**Work required**
Please rescale the material from its first line through the line with "99 79 L 100", both included, and give only those lines. Reproduce every line in full, wording included, but multiply each coordinate in the path data by 0.5 and round it to a whole number, with halves rounded up.

**Data for this exercise**
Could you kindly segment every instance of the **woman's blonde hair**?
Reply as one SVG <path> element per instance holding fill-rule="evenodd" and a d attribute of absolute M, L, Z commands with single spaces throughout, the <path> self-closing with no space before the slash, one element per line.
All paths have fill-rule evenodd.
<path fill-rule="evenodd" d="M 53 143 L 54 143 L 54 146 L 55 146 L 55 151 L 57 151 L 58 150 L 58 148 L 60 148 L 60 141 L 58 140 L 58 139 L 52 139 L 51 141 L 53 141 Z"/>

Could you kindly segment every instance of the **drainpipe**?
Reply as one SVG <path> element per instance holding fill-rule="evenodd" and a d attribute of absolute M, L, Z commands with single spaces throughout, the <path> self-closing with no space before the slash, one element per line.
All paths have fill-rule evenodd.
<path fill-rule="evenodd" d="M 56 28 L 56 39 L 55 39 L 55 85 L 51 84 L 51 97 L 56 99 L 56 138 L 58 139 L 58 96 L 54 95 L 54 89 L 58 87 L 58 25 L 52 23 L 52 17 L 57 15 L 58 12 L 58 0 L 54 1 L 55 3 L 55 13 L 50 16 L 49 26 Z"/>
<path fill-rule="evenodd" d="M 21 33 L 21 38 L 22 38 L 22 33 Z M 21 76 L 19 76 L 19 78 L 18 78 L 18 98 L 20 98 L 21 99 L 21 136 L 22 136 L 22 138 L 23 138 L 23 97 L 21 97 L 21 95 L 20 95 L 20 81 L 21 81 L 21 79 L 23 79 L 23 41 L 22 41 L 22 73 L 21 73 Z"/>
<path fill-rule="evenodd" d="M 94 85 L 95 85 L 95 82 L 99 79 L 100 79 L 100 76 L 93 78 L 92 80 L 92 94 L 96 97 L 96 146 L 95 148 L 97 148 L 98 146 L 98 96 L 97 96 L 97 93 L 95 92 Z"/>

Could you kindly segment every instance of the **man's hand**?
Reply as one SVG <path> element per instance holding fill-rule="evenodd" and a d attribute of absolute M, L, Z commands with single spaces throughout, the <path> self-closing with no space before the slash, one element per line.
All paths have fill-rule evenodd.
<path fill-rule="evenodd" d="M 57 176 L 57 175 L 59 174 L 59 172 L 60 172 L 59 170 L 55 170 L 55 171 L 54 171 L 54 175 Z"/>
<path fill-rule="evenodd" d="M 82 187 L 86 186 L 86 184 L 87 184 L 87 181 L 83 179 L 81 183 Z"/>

**Task response**
Could you kindly segment every instance of the **woman's blonde hair**?
Reply as one SVG <path> element per instance holding fill-rule="evenodd" and a d attribute of absolute M, L, Z commands with single spaces throughout, the <path> self-closing with no space before the slash, one element per line.
All paths have fill-rule evenodd.
<path fill-rule="evenodd" d="M 27 72 L 27 72 L 27 73 L 28 73 L 28 76 L 29 76 L 29 75 L 29 74 L 30 74 L 30 71 L 29 70 L 29 70 L 26 70 L 26 71 L 27 71 Z"/>

Could you kindly segment every instance of the **drainpipe**?
Reply as one SVG <path> element per instance holding fill-rule="evenodd" and a d attribute of absolute M, L, Z commands with single spaces throughout, the <path> self-closing with no space before the slash, one element per line.
All paths have fill-rule evenodd.
<path fill-rule="evenodd" d="M 28 14 L 28 20 L 28 20 L 28 43 L 26 42 L 26 49 L 28 50 L 28 69 L 29 70 L 29 48 L 27 48 L 27 45 L 29 44 L 29 13 L 26 12 L 26 9 L 29 8 L 29 6 L 29 0 L 27 1 L 28 2 L 28 7 L 25 8 L 25 13 Z"/>
<path fill-rule="evenodd" d="M 11 17 L 11 19 L 11 19 L 11 17 Z M 11 38 L 10 38 L 10 39 L 9 39 L 9 49 L 10 49 L 11 50 L 11 68 L 11 68 L 11 69 L 12 69 L 12 49 L 11 49 L 11 48 L 10 48 L 10 41 L 11 41 L 11 40 L 12 40 L 12 21 L 11 21 L 11 37 L 11 37 Z"/>
<path fill-rule="evenodd" d="M 47 43 L 48 43 L 48 41 L 50 40 L 50 40 L 50 38 L 47 39 L 46 40 L 46 47 L 48 49 L 48 73 L 48 74 L 49 74 L 49 73 L 49 48 L 49 48 L 49 47 L 48 46 Z"/>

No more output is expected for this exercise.